### [INSTRUCTION]
Reproduce verbatim the final portion of the material below, from the line containing "Where can you see the coat" through its last line, and nothing else.

....

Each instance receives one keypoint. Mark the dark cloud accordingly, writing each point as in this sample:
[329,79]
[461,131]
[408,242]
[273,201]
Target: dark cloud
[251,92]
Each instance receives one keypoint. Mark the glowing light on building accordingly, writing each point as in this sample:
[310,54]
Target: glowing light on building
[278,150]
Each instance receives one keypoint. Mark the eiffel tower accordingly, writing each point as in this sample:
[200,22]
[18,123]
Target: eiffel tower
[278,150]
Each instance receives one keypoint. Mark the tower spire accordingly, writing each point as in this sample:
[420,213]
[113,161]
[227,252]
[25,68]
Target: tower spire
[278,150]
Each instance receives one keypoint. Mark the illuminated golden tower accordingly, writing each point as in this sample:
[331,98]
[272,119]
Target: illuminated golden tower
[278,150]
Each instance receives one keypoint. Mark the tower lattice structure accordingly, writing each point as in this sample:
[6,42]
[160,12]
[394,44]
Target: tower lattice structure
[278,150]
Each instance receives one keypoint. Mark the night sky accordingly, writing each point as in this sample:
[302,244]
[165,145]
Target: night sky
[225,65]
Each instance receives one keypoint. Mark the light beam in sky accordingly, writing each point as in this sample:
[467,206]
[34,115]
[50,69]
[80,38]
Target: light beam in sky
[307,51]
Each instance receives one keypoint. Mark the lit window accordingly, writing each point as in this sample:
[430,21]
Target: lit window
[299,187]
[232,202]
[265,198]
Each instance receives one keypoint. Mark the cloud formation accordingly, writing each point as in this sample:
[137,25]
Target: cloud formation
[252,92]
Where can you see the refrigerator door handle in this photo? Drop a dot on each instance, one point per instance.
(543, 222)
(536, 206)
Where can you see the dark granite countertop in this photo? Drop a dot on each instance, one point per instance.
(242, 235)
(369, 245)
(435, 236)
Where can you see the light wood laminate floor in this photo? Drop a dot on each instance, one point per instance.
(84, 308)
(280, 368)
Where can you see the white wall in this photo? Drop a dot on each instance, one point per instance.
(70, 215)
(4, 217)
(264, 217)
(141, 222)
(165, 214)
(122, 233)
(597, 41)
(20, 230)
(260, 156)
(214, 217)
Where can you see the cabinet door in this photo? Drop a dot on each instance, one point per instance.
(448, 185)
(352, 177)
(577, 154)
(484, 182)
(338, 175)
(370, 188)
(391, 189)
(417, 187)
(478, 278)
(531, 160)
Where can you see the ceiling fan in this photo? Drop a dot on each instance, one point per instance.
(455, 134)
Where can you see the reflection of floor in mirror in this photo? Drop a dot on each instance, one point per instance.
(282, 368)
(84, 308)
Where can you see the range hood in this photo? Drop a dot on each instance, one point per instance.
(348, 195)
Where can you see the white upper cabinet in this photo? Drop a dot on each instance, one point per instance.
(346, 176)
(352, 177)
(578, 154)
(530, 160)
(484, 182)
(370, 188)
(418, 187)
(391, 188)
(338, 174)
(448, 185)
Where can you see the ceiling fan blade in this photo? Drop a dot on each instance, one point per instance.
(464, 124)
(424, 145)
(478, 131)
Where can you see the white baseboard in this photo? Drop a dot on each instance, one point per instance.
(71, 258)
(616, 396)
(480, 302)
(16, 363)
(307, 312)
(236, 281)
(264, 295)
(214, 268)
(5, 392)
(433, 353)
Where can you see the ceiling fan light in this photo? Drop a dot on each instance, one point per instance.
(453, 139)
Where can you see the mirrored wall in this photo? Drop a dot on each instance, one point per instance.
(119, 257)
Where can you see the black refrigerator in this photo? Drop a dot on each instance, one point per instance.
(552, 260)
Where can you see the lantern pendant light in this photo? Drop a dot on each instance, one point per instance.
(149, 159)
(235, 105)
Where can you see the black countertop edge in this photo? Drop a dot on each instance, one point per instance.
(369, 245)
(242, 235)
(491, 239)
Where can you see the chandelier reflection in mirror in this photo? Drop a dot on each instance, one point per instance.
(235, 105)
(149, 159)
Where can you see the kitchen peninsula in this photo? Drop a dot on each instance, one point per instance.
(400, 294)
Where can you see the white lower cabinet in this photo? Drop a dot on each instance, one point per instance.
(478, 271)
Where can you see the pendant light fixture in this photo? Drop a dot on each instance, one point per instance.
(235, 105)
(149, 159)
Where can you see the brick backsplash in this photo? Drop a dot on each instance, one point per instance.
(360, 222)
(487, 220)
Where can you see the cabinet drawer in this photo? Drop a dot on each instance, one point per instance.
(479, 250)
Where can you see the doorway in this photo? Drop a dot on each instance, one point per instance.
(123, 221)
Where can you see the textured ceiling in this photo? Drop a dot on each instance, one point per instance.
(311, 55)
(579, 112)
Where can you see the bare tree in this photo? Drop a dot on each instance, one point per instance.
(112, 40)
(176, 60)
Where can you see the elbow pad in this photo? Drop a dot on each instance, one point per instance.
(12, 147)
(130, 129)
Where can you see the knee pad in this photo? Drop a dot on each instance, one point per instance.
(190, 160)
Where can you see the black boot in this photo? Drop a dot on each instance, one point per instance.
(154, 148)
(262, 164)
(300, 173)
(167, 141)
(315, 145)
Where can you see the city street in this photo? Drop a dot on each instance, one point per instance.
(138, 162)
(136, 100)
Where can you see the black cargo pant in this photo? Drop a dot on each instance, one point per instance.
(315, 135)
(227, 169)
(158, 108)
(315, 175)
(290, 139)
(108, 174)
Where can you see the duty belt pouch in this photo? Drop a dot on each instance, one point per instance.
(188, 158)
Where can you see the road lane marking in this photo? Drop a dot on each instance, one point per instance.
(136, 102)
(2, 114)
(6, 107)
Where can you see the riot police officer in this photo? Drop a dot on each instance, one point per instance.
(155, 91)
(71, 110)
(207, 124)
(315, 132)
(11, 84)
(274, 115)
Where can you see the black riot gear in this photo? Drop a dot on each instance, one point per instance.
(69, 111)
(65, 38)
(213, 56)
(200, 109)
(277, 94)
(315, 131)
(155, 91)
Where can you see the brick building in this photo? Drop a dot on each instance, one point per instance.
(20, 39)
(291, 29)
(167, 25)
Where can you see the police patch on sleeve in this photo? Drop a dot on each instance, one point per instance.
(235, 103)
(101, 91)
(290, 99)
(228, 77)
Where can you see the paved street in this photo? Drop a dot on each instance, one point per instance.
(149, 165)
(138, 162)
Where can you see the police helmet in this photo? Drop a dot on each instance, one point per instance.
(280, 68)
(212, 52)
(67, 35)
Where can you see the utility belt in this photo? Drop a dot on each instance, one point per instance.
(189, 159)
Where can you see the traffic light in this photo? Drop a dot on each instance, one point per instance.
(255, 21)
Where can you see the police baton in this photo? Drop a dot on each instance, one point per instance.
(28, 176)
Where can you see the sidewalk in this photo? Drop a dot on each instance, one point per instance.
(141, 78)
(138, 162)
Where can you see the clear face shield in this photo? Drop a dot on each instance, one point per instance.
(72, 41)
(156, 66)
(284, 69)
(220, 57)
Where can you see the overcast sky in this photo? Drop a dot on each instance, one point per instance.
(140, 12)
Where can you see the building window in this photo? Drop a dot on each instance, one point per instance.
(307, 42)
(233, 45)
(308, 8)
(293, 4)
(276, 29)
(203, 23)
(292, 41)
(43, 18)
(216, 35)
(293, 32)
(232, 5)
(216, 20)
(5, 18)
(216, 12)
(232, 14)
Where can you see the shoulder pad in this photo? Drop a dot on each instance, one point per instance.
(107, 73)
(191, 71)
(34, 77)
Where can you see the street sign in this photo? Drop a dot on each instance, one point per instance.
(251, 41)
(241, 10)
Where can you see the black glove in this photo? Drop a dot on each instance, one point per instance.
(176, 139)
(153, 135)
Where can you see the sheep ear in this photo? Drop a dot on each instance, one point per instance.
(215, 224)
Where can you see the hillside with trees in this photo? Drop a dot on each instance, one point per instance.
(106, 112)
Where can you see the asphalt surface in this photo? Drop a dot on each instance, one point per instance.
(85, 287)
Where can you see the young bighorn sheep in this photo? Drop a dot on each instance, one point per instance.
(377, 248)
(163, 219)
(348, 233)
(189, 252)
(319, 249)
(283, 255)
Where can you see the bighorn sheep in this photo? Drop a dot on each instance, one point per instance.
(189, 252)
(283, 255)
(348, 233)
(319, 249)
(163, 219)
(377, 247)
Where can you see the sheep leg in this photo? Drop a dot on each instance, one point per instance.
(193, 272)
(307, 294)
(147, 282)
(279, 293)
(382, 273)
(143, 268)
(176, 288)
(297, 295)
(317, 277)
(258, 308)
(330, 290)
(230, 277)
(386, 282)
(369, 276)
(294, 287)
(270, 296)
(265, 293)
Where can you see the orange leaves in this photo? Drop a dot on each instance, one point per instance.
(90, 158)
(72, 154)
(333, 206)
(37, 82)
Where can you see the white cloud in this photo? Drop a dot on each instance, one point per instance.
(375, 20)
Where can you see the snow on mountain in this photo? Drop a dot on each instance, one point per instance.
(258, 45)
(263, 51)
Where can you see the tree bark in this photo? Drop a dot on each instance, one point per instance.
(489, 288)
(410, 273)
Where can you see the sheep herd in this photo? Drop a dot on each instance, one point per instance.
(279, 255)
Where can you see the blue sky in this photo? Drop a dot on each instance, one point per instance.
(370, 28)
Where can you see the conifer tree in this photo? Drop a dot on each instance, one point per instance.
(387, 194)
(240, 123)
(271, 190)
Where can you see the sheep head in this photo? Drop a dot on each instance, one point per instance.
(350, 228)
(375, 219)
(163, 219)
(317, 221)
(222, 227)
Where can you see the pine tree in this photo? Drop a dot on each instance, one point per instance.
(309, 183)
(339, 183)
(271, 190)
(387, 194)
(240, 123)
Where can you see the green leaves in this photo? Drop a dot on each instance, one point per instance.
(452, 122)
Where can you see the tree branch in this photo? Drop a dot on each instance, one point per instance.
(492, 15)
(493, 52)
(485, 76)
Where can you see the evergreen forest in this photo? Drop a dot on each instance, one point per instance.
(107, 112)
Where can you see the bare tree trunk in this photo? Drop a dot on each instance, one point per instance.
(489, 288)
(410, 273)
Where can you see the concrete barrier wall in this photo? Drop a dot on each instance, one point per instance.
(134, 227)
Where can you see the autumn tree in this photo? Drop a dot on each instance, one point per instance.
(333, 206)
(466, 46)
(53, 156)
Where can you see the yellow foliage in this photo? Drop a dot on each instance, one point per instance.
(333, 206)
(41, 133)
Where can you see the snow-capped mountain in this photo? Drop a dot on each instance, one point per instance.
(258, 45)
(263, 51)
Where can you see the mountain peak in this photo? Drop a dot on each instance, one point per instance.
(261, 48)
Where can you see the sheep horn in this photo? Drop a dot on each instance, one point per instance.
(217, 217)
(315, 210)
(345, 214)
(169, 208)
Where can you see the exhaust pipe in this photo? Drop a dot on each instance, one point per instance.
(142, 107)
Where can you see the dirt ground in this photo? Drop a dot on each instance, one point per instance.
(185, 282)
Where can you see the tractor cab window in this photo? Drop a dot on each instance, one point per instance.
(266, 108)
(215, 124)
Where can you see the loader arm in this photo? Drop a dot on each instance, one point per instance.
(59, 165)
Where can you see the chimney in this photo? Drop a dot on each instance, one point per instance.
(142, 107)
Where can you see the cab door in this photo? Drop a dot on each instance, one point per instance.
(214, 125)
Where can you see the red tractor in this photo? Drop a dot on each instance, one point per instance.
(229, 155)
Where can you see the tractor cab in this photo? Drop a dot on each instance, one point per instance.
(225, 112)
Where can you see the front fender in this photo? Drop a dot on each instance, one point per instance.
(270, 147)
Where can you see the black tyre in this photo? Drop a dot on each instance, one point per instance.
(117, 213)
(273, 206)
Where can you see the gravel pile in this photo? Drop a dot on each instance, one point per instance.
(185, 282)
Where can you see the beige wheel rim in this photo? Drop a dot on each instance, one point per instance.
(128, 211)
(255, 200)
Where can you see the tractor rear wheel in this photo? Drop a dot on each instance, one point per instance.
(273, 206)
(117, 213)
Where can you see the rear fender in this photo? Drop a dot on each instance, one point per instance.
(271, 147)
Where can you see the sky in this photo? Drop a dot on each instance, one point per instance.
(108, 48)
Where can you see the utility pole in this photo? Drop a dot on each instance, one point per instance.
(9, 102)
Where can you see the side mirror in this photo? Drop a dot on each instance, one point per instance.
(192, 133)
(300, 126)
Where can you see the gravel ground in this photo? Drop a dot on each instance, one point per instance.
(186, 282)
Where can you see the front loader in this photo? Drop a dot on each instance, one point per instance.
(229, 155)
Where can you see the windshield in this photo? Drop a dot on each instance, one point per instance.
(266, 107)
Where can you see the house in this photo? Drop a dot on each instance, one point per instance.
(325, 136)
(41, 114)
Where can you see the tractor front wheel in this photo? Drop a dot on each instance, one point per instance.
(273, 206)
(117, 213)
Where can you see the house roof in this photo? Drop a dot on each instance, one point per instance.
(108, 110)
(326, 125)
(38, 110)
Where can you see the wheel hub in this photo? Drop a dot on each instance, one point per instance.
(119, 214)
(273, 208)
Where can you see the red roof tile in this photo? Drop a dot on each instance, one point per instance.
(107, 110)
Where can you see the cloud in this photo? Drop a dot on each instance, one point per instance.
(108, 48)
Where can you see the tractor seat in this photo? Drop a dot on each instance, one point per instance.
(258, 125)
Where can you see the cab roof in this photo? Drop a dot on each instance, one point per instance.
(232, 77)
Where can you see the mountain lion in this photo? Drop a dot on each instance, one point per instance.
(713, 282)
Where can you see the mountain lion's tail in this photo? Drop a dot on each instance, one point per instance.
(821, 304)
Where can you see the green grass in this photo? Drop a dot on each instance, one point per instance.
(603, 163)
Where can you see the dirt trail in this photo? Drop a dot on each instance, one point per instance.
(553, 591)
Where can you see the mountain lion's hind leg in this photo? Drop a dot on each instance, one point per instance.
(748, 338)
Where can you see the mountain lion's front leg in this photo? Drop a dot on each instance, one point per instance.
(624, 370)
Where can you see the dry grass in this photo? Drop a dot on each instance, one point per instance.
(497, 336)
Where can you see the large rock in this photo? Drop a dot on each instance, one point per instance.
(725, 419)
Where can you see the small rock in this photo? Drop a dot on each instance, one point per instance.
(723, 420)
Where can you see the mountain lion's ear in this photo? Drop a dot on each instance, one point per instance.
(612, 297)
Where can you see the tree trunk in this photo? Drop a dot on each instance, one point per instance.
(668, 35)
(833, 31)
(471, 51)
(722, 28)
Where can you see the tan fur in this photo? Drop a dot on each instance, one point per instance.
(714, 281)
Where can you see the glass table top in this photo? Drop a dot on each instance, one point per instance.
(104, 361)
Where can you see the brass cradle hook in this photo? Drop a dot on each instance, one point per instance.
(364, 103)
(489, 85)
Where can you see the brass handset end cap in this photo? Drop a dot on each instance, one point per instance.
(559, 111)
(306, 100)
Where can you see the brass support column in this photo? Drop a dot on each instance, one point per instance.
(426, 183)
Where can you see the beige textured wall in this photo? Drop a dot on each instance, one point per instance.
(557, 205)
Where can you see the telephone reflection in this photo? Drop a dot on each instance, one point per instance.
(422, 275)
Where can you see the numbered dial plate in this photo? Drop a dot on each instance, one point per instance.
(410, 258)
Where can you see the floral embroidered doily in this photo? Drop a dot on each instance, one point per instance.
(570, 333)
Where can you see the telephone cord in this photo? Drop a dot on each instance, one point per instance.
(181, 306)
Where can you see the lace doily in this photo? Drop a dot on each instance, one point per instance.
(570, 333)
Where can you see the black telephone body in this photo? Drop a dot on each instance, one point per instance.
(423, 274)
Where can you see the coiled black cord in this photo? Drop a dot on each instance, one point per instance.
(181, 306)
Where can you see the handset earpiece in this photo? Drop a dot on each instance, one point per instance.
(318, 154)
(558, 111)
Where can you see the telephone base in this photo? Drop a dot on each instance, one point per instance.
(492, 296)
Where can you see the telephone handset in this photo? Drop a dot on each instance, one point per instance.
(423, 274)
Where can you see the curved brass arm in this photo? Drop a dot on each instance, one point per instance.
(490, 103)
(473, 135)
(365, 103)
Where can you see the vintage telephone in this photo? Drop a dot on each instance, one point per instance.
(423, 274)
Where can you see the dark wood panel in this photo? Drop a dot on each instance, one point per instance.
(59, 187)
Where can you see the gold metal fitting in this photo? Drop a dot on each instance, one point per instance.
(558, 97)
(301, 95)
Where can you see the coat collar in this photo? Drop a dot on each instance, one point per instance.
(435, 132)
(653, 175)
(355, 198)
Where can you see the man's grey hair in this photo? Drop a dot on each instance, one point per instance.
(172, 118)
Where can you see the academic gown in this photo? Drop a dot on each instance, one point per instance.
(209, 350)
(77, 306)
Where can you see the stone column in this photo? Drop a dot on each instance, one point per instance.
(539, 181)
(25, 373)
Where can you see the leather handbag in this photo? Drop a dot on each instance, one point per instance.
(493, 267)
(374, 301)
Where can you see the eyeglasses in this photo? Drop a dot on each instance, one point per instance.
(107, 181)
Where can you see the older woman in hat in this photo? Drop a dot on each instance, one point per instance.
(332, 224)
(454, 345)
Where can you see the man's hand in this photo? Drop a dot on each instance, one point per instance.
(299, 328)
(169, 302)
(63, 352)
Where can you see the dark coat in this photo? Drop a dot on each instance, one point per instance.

....

### [THE SOLUTION]
Where can you see the coat collar in this photo? Drop a dot on each instance, one point per instance.
(435, 132)
(653, 175)
(355, 198)
Where can you see the man's grey hair in this photo? Drop a dot on each instance, one point per instance.
(172, 118)
Where can you see the academic gown in this photo? Drop a dot on each instance, one point per instance.
(209, 350)
(77, 306)
Where can you see the stone column in this photo? Drop a dot on each instance, one point per instance.
(539, 181)
(25, 373)
Where can you see the leather handbag in this photo? Drop a dot on each instance, one point per instance.
(493, 267)
(374, 301)
Where can you see the eyeglasses in this photo? Drop a dot on each instance, one point per instance.
(107, 181)
Where can you see the older woman in hat in this photo? Drop a dot on each instance, one point per instance.
(332, 224)
(454, 345)
Where can you see the man's hand in this photo? Drop a dot on each instance, one point per instance.
(299, 328)
(169, 302)
(63, 352)
Where can you see the dark coat in this photo? Drop a dot on each instance, one point per instance.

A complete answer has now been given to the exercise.